Starting with the line that contains "the man's fingers", reproduce each line through the end of the entries exactly as written.

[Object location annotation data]
◇ ◇ ◇ ◇
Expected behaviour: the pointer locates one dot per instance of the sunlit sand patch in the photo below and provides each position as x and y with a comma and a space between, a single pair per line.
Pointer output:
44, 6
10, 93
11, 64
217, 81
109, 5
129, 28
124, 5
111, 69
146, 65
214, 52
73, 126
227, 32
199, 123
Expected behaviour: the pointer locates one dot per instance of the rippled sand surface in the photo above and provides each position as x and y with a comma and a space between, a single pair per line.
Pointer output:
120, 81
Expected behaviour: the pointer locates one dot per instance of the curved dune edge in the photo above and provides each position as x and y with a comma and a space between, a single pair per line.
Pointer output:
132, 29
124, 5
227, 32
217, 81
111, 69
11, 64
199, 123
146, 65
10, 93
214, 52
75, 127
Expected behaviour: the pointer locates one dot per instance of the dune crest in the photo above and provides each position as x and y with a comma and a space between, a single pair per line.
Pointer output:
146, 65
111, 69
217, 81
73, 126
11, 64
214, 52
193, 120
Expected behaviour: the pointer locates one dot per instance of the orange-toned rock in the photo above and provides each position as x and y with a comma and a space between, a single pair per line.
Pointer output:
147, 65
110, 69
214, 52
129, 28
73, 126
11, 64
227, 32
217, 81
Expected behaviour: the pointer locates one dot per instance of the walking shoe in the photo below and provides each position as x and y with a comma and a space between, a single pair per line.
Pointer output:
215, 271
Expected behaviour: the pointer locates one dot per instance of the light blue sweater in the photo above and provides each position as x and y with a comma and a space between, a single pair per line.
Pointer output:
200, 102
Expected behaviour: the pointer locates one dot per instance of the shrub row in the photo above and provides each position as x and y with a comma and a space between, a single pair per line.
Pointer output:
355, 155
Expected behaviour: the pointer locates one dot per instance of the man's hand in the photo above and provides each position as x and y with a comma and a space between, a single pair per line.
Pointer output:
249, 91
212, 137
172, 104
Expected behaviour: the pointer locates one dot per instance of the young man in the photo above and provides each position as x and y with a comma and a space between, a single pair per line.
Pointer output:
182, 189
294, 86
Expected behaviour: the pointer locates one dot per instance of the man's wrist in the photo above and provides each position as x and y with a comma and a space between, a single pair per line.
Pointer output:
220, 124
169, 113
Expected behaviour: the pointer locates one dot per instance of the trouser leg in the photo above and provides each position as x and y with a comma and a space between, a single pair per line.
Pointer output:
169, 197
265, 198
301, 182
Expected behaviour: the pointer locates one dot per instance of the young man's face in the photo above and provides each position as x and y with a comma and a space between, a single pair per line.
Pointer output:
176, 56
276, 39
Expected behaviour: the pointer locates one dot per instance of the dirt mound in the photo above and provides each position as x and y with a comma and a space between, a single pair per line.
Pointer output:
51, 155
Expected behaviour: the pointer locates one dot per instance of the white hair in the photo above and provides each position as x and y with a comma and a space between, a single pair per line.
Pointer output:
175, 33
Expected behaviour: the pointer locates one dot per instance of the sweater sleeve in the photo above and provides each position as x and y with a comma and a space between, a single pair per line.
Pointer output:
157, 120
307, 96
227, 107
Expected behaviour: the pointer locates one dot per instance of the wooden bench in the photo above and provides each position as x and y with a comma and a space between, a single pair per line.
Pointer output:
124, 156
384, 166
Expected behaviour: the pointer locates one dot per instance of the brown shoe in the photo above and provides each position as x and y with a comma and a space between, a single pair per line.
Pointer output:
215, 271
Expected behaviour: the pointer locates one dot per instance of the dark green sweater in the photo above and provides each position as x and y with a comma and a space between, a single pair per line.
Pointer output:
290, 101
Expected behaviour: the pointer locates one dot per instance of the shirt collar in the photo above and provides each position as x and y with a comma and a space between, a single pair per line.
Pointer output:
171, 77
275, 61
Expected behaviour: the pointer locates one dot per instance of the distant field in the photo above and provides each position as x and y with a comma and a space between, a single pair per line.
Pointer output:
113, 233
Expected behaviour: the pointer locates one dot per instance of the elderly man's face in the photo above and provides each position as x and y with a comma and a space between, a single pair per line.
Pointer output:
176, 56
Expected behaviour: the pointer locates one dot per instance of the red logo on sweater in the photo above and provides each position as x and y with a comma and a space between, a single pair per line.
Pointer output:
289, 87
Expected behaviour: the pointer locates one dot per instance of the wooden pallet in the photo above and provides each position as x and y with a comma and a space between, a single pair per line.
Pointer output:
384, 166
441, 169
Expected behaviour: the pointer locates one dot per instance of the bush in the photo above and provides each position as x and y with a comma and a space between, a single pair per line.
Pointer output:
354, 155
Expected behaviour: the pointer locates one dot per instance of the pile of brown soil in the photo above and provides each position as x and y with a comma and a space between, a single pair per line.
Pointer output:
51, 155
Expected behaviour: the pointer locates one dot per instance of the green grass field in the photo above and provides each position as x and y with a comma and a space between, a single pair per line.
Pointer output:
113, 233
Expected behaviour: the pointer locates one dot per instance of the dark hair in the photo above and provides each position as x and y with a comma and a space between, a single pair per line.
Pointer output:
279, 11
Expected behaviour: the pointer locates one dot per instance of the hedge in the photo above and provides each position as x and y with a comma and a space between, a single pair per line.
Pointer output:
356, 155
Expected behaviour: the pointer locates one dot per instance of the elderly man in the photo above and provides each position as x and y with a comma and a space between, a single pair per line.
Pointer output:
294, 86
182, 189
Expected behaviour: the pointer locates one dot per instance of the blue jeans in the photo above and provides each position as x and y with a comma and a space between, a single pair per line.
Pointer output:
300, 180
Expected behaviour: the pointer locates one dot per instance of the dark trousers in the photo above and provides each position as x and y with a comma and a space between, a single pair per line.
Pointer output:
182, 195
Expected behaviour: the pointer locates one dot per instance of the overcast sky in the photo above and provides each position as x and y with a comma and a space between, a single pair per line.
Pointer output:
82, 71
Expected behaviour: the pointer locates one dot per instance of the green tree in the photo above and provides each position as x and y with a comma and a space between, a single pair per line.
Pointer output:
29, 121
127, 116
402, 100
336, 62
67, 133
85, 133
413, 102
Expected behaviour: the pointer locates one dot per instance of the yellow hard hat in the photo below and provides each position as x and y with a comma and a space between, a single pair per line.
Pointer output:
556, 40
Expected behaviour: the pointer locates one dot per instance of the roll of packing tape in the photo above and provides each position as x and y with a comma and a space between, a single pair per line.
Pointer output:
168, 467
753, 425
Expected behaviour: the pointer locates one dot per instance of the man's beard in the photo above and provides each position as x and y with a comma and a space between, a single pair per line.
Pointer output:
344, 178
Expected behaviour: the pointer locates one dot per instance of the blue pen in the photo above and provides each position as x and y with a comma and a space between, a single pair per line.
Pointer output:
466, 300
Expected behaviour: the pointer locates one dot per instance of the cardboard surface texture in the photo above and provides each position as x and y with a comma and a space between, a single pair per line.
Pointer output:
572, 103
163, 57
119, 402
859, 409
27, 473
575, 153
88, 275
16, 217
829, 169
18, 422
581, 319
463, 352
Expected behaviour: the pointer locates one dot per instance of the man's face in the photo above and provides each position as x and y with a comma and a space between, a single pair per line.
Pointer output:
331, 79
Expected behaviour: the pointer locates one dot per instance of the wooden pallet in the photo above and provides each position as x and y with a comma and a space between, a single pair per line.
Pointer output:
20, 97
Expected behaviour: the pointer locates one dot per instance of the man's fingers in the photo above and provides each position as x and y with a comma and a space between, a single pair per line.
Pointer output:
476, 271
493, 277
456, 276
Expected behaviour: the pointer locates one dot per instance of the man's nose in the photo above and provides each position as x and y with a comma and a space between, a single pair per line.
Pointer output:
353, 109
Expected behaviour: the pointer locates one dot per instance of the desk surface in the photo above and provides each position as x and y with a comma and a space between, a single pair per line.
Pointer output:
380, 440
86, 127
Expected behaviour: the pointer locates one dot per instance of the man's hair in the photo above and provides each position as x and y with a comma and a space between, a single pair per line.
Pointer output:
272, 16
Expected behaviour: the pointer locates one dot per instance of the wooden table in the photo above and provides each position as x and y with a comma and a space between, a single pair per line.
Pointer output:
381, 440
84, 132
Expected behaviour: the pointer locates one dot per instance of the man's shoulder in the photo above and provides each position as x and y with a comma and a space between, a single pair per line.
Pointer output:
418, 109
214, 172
◇ ◇ ◇ ◇
Expected answer -
Expected behaviour: the pointer locates one dot per instance of the man's fingers in the photo above and provides each position as x and y with a comma and a space between, a single pair per line.
Pointer output:
476, 271
493, 277
456, 276
Expected behaviour: the pointer locates one dot per instance of the man's nose in the photo above and provides each position as x and y with a comma and a space between, a single pair per line.
Pointer output:
353, 109
Expected behaviour: the pointer locates one dot per instance of the desk surface in the photo above and provides each position as x and y with a comma and a space between, a single pair per line.
Pointer output:
380, 440
86, 127
Expected behaviour: the pointer locates one dot per instance of the man's hair in the photo above and provides each position as x and y with a comma and a space between, a single pair per line.
Pointer output:
272, 16
Expected behaviour: the pointer locates one dot per instance of the wooden table in the photo above and provides each position as x and y with a comma and a space between, a single pair per line.
Pointer output:
381, 440
84, 132
Expected behaviour: the pointer locates one dot per instance of the man's shoulder in the photo above and provides each position as x and y with a comma and a space between, a single pair per line.
Pointer output:
418, 109
214, 172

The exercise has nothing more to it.